═════ DOCUMENT SECTION

Sometimes, Kutryk and the ground team may be the only ones able to simulate a spacewalk if an unexpected repair or other urgent change in the schedule comes while a crew is in orbit. This makes the ground IV role even more essential, Kutryk noted, as that person can picture very clearly how the spacewalkers will operate based on doing the exact same thing in the NBL.

“It’s very complicated,” Kutryk said of the work, “and I think that probably one of the most important parts about the mindset is preparation.” He noted that all his work is done on behalf of a huge planning team, many of whom are standing by, ready to assist as needed during the six- to eight-hour spacewalk.
“It’s an extremely high-risk environment,” Kutryk said of spacewalking, “and besides that, there can be major consequences, of course. So [we perform] careful execution. Slow and steady. We like to tell ourselves that slow is fast in that environment.”
EVAs never go perfectly, he said, as something is bound to happen with things such as the hardware. Often the teams can solve it on the spot, based directly on experience with people who built the hardware or from the astronauts, like Kutryk, who worked out procedures in the NBL.
However, it’s quite usual to have to solve the problem after the spacewalk. As the astronauts in space go back into the ISS to take off their suits, Kutryk usually strolls into another building at Johnson to start preparing for the next spacewalk opportunity.
The walk takes minutes, but “by the time you get there, there’s a team that has this [procedure] already set up, ready to go, and you’re going to start working with that team to try to figure out another way to do it. So right now, you’re sort of spring loaded to help and to solve technical problems.”

══════════
═════ DATA EXTRACT

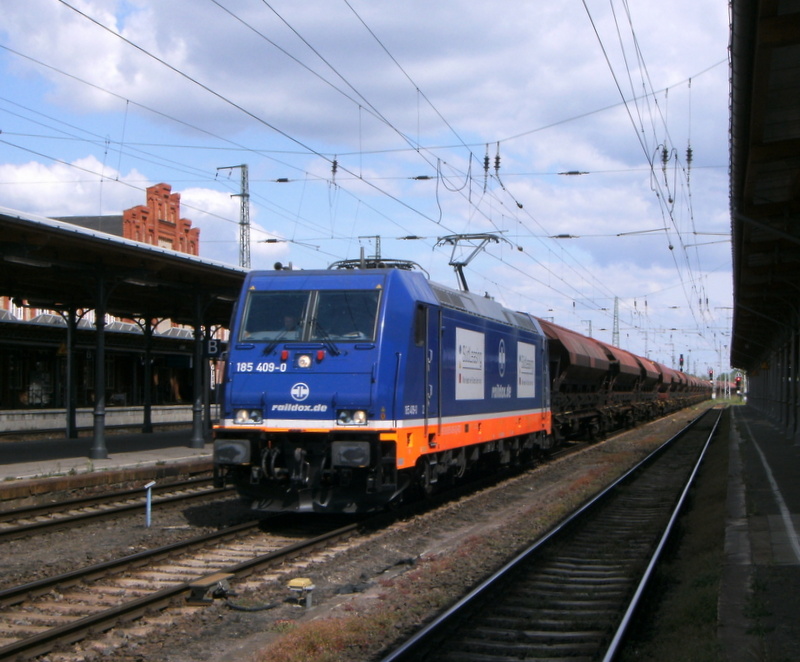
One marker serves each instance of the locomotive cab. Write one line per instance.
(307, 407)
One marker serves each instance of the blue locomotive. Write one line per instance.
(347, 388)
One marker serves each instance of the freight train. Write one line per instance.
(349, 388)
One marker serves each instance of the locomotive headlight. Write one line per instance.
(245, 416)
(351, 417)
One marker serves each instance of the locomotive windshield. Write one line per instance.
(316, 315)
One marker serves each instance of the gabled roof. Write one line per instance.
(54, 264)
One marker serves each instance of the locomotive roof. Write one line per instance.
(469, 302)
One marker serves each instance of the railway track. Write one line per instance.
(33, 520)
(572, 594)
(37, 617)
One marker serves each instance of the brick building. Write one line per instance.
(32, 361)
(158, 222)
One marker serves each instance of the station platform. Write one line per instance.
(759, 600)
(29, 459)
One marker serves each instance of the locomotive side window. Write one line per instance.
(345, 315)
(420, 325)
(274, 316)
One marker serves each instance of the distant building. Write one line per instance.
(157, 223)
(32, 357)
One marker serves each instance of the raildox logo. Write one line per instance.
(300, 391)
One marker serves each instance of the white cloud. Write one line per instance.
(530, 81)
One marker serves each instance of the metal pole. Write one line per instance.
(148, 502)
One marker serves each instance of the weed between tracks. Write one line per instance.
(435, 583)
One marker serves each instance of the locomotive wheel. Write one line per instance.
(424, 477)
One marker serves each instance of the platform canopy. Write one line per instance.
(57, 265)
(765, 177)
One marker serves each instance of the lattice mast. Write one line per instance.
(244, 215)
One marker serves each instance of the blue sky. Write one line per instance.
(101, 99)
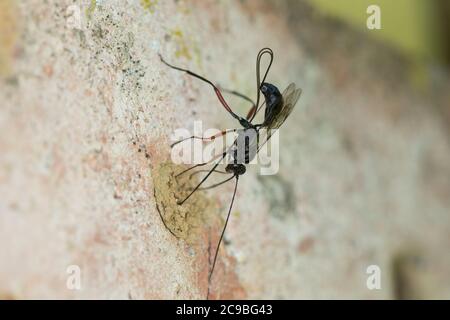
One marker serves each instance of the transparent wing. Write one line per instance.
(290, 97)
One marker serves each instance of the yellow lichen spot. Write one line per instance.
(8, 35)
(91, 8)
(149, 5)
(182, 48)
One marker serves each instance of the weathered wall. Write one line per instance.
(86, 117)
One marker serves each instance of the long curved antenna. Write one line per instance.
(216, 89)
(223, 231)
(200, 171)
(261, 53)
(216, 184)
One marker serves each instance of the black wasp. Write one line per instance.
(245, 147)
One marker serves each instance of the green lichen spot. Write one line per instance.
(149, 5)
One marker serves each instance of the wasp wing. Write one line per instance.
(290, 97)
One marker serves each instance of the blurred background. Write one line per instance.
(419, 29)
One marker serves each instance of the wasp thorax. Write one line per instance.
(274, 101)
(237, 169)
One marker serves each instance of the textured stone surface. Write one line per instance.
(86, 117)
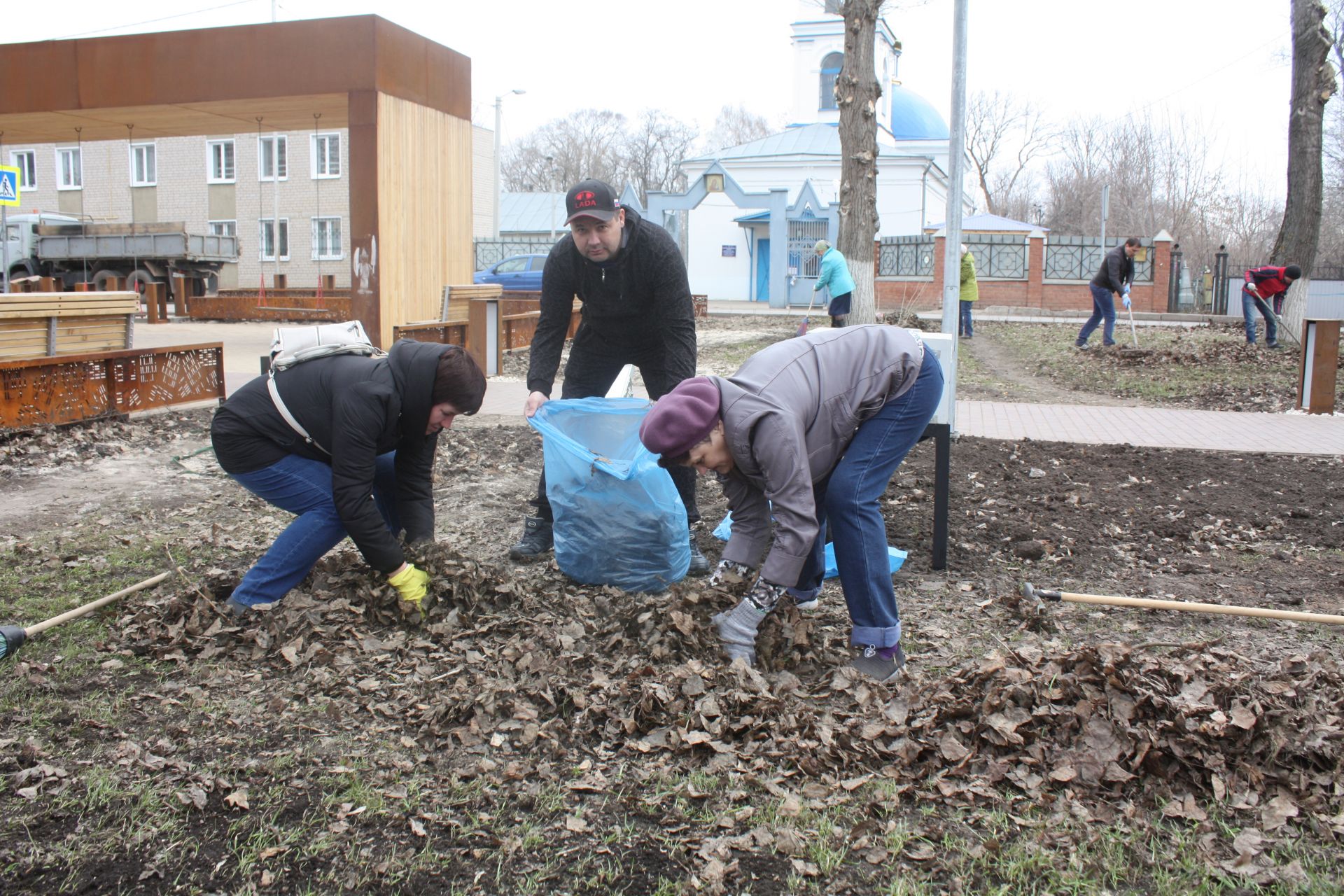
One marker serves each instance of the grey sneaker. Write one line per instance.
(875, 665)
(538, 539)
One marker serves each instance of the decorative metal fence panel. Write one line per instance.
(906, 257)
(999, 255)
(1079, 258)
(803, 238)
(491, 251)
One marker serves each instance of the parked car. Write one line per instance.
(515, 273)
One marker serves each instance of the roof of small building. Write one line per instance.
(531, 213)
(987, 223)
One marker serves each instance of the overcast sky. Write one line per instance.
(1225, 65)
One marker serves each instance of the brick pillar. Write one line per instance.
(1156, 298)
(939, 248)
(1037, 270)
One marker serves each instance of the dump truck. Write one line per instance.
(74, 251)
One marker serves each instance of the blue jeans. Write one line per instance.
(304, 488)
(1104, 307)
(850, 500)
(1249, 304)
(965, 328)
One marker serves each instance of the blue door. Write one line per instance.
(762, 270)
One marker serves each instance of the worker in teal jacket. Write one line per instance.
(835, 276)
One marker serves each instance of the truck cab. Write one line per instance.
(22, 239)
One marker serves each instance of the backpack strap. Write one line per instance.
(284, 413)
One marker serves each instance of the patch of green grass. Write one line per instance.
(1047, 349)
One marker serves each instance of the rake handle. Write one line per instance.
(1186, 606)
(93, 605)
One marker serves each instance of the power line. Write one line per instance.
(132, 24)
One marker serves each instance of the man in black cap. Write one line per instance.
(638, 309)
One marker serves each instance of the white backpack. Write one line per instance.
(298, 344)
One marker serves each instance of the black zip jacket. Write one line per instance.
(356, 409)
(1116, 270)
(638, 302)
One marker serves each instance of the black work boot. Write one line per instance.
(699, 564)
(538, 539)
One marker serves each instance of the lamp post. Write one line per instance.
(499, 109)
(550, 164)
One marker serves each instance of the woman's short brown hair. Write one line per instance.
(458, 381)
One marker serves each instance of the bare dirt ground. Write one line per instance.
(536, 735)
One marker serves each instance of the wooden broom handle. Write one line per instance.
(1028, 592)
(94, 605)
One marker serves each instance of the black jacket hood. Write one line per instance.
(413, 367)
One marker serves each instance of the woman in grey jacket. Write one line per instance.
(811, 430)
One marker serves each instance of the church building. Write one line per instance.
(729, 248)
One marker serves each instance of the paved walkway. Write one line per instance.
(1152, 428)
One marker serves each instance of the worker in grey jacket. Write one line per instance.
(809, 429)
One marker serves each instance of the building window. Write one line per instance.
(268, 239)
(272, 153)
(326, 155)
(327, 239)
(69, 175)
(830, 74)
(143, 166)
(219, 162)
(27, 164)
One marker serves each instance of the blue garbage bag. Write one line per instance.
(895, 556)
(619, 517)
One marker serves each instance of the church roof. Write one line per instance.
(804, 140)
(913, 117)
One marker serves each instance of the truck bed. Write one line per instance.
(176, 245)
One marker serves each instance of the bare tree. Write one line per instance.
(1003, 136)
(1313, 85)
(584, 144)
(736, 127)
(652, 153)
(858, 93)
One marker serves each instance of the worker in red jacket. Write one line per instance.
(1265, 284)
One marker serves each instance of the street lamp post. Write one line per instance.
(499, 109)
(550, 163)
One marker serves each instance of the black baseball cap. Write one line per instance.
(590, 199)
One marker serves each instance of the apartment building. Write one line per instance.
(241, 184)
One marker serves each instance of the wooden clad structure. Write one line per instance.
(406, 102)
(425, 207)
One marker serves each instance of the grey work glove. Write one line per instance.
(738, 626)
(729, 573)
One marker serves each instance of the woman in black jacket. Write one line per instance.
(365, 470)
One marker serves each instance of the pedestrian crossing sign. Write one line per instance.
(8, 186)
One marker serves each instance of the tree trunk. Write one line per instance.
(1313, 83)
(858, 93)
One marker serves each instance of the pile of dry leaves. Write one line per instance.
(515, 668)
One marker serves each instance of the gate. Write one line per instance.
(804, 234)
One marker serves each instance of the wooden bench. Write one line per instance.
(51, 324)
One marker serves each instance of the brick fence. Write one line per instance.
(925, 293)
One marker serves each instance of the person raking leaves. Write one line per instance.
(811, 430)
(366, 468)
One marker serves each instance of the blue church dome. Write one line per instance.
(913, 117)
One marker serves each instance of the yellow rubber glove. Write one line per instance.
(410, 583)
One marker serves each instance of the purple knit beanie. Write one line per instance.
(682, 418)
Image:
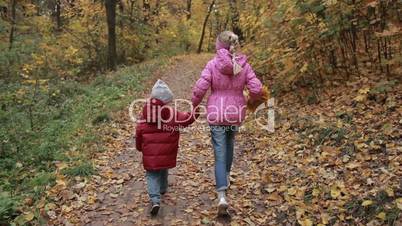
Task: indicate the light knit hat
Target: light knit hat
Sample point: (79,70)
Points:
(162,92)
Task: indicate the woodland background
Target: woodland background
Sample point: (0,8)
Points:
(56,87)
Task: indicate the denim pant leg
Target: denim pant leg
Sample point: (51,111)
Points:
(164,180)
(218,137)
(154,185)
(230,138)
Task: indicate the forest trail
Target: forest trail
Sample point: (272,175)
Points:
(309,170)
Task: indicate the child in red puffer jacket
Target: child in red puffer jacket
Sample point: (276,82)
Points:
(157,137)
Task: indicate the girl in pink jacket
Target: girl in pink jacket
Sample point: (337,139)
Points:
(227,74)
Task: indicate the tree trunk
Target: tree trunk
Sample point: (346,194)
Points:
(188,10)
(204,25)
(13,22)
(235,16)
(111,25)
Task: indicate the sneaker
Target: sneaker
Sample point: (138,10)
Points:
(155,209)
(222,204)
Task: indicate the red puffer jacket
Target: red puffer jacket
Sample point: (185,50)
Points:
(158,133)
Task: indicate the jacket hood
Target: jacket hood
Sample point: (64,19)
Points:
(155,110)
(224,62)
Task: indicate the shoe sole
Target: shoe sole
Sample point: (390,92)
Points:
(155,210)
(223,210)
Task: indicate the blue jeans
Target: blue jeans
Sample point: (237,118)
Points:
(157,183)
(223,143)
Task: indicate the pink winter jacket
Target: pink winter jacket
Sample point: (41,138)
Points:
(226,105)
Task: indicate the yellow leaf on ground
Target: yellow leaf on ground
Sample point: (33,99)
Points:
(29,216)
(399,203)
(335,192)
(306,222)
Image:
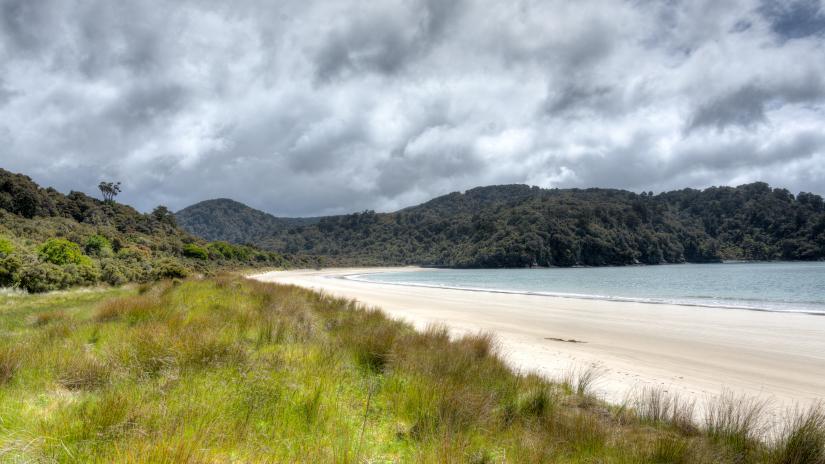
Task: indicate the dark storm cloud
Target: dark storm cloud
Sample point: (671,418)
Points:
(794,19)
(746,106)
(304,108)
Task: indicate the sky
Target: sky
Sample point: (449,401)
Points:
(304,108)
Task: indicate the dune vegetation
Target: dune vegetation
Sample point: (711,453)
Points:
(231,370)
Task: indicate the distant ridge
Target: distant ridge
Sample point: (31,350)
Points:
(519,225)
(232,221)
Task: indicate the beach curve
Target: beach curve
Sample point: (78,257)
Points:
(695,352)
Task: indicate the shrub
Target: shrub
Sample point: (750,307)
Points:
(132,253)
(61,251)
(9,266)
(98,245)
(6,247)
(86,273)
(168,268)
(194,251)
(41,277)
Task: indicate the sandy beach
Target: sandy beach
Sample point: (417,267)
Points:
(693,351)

══════════

▸ **TASK DETAILS**
Copy out the spacewalk preparation text from "However, it’s quite" to "next spacewalk opportunity.", replacing "strolls" with "walks".

▸ **ANSWER BOX**
However, it’s quite usual to have to solve the problem after the spacewalk. As the astronauts in space go back into the ISS to take off their suits, Kutryk usually walks into another building at Johnson to start preparing for the next spacewalk opportunity.